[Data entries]
┄┄┄┄┄┄

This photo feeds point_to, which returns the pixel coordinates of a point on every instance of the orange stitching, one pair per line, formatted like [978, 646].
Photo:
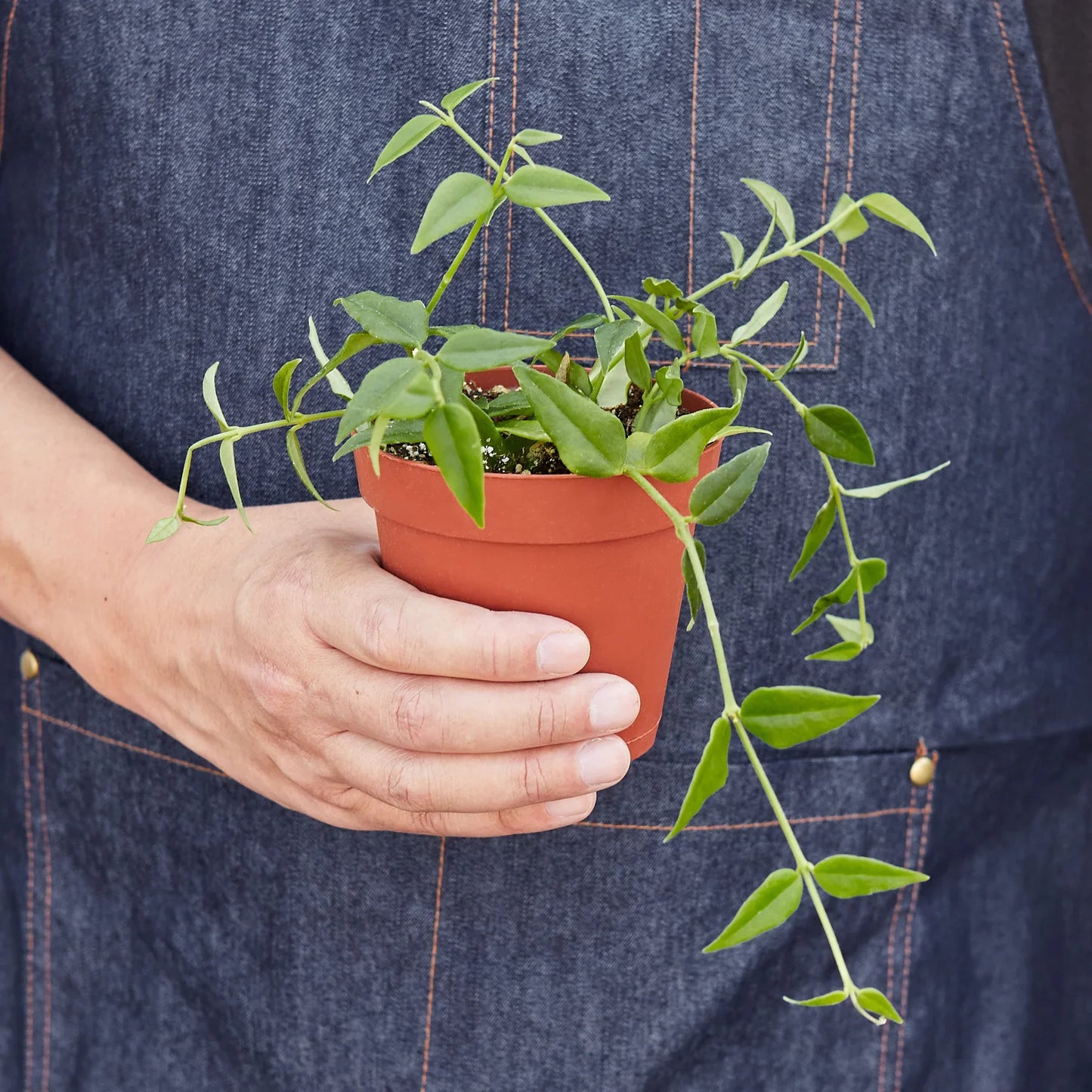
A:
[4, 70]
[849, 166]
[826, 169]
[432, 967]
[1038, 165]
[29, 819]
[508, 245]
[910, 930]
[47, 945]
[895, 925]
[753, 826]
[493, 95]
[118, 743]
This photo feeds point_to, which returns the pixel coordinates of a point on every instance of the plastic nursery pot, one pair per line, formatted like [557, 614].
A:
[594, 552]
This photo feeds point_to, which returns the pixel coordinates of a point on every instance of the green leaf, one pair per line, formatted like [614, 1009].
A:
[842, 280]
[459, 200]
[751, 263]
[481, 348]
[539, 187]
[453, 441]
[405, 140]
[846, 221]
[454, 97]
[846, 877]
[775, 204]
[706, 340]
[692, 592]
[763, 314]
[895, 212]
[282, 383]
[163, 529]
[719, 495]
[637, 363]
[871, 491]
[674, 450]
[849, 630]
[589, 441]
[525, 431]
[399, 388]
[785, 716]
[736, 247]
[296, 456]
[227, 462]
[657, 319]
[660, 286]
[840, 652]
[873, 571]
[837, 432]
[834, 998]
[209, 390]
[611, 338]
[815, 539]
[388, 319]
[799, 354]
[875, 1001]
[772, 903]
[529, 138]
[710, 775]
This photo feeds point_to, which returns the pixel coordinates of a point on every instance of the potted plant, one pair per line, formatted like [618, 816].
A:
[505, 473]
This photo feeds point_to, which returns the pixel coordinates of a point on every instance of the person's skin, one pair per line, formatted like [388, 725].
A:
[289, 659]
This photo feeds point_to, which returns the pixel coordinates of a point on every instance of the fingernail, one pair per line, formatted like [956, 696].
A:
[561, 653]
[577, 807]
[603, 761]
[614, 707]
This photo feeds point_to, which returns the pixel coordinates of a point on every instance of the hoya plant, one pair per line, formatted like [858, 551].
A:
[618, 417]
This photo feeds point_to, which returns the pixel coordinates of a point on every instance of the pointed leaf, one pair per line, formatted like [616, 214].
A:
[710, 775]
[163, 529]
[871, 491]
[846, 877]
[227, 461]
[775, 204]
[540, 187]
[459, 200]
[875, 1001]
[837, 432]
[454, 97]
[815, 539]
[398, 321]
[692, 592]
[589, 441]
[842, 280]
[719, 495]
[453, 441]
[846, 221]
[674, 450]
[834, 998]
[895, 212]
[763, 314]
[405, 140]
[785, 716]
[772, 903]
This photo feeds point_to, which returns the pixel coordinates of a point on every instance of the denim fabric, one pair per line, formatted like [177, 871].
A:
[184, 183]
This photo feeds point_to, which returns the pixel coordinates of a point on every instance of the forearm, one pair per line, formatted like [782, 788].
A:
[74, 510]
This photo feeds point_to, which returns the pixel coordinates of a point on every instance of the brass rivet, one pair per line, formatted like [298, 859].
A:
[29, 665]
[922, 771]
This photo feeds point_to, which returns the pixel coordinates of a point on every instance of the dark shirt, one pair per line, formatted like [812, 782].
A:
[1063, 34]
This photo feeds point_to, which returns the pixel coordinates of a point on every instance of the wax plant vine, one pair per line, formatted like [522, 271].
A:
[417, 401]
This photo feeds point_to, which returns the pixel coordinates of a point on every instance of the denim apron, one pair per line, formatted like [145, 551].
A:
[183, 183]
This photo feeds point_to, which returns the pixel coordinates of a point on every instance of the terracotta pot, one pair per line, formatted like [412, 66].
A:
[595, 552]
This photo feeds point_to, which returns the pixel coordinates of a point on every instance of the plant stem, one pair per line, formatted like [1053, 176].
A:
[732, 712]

┄┄┄┄┄┄

- [What the task requires] When you retype the data above, match every line exactly and leave the pictures behind.

- [Response to the exercise]
This photo feeds point_to, which returns the pixel coordinates of a point on every instance of the orange stitching, one pair per line, formatted like [978, 646].
Photo:
A:
[4, 70]
[849, 166]
[826, 169]
[432, 967]
[1038, 165]
[29, 819]
[508, 245]
[910, 930]
[47, 945]
[895, 925]
[753, 826]
[493, 95]
[118, 743]
This photo feeds point_to, which returns the pixel coordinates of a point on every instance of the plastic nursery pot, one pair per line, formatted like [557, 614].
A:
[594, 552]
This photo feeds point_to, which returns the pixel coordinates of a point on every instance of the green leaf, one pair per line, formatted like [614, 1009].
A:
[842, 280]
[459, 200]
[751, 263]
[481, 348]
[539, 187]
[453, 441]
[405, 140]
[846, 221]
[454, 97]
[846, 877]
[775, 204]
[706, 340]
[692, 592]
[763, 314]
[895, 212]
[282, 383]
[163, 529]
[719, 495]
[637, 363]
[871, 491]
[674, 450]
[849, 630]
[589, 441]
[525, 431]
[399, 388]
[785, 716]
[736, 247]
[296, 456]
[227, 462]
[657, 319]
[660, 286]
[840, 652]
[873, 571]
[837, 432]
[834, 998]
[209, 390]
[611, 338]
[815, 539]
[388, 319]
[799, 354]
[875, 1001]
[772, 903]
[529, 138]
[710, 775]
This photo feeds point_to, which returns the pixel coordinates of a point on every instance of the potted plant, one pair per line, formatted like [618, 816].
A:
[505, 473]
This photo feeds point_to, which returns the pixel coordinates of a point on every instance of the person's skin, one pair per line, formatted like [388, 725].
A:
[289, 659]
This photo feeds point_to, which returns the pixel coordinates of a point on every instance of the fingernail, one pair per line, formatted like [956, 696].
A:
[561, 653]
[577, 807]
[603, 761]
[614, 707]
This photo feeds point_to, which returns the pixel coordinates of a point on every instance of the hoya plant, one pair per line, formatted like [858, 551].
A:
[618, 417]
This photo feeds point_to, which returns the pixel coordinates of a point on every instance of the pointed leaf, one pair per line, formatted like [616, 214].
A:
[710, 775]
[163, 529]
[871, 491]
[846, 877]
[227, 461]
[775, 204]
[540, 187]
[459, 200]
[875, 1001]
[837, 432]
[454, 97]
[815, 539]
[398, 321]
[692, 592]
[589, 441]
[842, 280]
[719, 495]
[453, 441]
[846, 221]
[674, 450]
[834, 998]
[895, 212]
[763, 314]
[405, 140]
[785, 716]
[772, 903]
This photo feeds point_to, which returns the pixel coordinates of a point on every instance of the denim fabric, one pair per line, formatted like [177, 871].
A:
[184, 183]
This photo feeds point_to, which returns the pixel coordinates of a point on every instance of the forearm, one pair per line, formatted like [782, 788].
A:
[74, 510]
This photo feeds point_to, which returns the pixel coordinates of a point on every instance of the brass rivet, one pair per line, formatted like [298, 859].
A:
[29, 665]
[922, 771]
This photo feeds point_to, which returns the pixel coordinates of a point on every instance of the dark shirt, one pair per line, formatted like [812, 782].
A:
[1063, 34]
This photo feeds point_to, which returns the pixel coordinates of a point on every instance of the wax plant vine, one pair per line, formatted like [522, 271].
A:
[417, 401]
This photo feeds point_to, which returns the pixel coordinates of a point on every instance of the denim apron, one pair per line, formatted like [145, 551].
A:
[183, 183]
This photo feeds point_to, which returns the pixel coordinates of a point on every instance of the terracotta pot, one pair per line, formatted like [412, 66].
A:
[595, 552]
This photo feeds point_to, which returns the pixel coordinates of a point on every instance of the plant stem, one pair per line, formatted like [1053, 176].
A:
[732, 712]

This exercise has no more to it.